* **Fragment tekstu**:
------------------------------------------------
Uzdrowienie Małżeństwa :: Forum Pomocy SYCHAR ::
Kryzys małżeński - rozwód czy ratowanie małżeństwa?

Odbudowa związku po kryzysie, zdradzie, separacji, rozwodzie - Nie radzę sobie - czy jestem złym człowiekiem?

Anonymous - 2010-08-21, 17:23

Ewuniu...przede wszystkim .....Nie radzę sobie - czy jestem złym człowiekiem?......BZDURA!!!!!!!!
Nie radze sobie ...uczciwie przyznajesz, masz tego świadomośc....to bardzo wiele!
Dalej.....co w zwiazku z tym?
Skoro nie radzisz sobie sama, znaczy...potrzebujesz pomocy.
Trafiłaś na forum...i bardzo dobrze...

Zdrada to bardzo bolesne i traumatyczne przeżycie,jej skutki czasem ciągną się latami ..... trzeba duzo siły,cierpliwości i wyrozumiałości obojga,aby to co legło w gruzach mogło powstać.
Życie po zdradzie jest trudne,ale nie jest niemożliwe, co więcej...moze być całkiem fajne...lepsze.
Oczywiscie to wszystko wymaga czasu....duuuuuuuuzo czasu.

Ewa....to co czujesz,z czym sie borykasz...to najnormalniejsze uczucia jakie towarzyszą zdradzonemu....nie obwiniaj sie za nie proszę.
Wiem nie tylko z teorii,ale i z doświadczenia.
Pamietam jak sama nienawidziłam siebie za te uczucia, dusiłam je, odpychałam, chciałam być silna...i....robiłam sobie tym samym jeszcze wieksze kuku.Spychane wyłaziło po czasie z jeszcze wiekszą siłą.
Bol,zal,złość,czasem i nienawiść,....to wszystko musi być przerobione,w przeciwnym razie emocje te zatrują życie Twoje i całej rodziny.

Gdzieś to przeczytałam....

Czasem ludzie po traumie chcą natychmiast powrotu do " normalności", ale to się nie udaje. Przysypanie piachem otwartej rany naraża ją na gangrenę.
święta prawda!

Istotną sprawą jest tutaj postawa partnera,który rozumie, wesprze....wtedy faktycznie okres rekonwalescencji znacznie się skraca,ale co jesli partner jeszcze bardziej niecierpliwy,bo przecież przeprosił,bo zerwał...i ma być juz miód malina i to w czasie jaki on wyznaczył?
Co jesli wogóle nie spieszno mu do przeprosin i jakiegokolwiek zadoścuczynienia?

Ewuniu...najgorszym błędem jaki wówczas popełniamy jest uporanie się z tym wszystkim samodzielnie.
Nie muszę chyba zapewniać o mocy Boga,o pomocy i wsparciu jakiego nam udziela,bo to niepodważalna prawda, ale chciałam wspomniec o "narzędziach"jakie nam oferuje...księża,lekarze,psycholodzy, terapeuci....
------------------------------------------------
* **Wyodrębnione dane**:
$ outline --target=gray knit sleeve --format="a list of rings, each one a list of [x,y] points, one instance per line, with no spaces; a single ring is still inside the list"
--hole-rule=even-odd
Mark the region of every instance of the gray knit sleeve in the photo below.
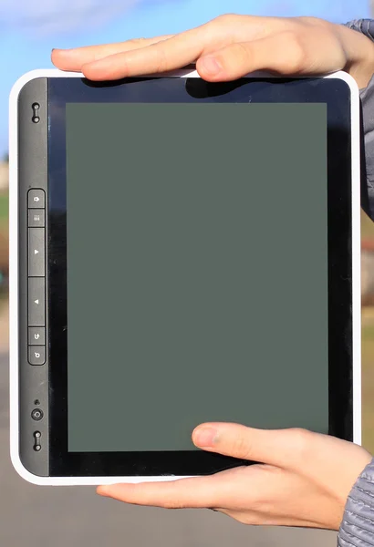
[[[362,33],[374,42],[374,20],[356,19],[346,26]],[[374,67],[373,67],[374,72]],[[361,98],[361,206],[374,221],[374,75],[368,87],[359,90]]]
[[[374,545],[374,459],[352,488],[338,534],[338,547]]]

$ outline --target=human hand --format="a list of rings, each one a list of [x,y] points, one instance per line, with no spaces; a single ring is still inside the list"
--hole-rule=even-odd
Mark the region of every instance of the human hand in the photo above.
[[[205,477],[100,486],[127,503],[208,508],[252,525],[338,530],[347,498],[371,460],[361,447],[304,429],[263,430],[237,424],[196,428],[204,450],[264,462]]]
[[[76,49],[55,49],[52,62],[91,80],[161,73],[196,62],[208,81],[255,70],[282,75],[348,72],[359,88],[374,72],[374,45],[362,34],[316,17],[224,15],[176,35]]]

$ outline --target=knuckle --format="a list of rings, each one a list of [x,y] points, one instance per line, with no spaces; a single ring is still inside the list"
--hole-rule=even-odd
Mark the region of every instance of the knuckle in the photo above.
------------------------------------------------
* **Lista zadań**:
**a)** Na co według wpisu z forum naraża otwartą ranę przysypanie jej piachem?
**b)** Przytocz z wpisu z forum cały fragment od słów "Trafiłaś na forum...i" aż po słowa "wymaga czasu....duuuuuuuuzo czasu.".
Materiał pochodzi z innego źródła niż wpis z forum.

* **Odpowiedzi do zadań**:
**a)** Na gangrenę.

**b)**
Trafiłaś na forum...i bardzo dobrze...

Zdrada to bardzo bolesne i traumatyczne przeżycie,jej skutki czasem ciągną się latami ..... trzeba duzo siły,cierpliwości i wyrozumiałości obojga,aby to co legło w gruzach mogło powstać.
Życie po zdradzie jest trudne,ale nie jest niemożliwe, co więcej...moze być całkiem fajne...lepsze.
Oczywiscie to wszystko wymaga czasu....duuuuuuuuzo czasu.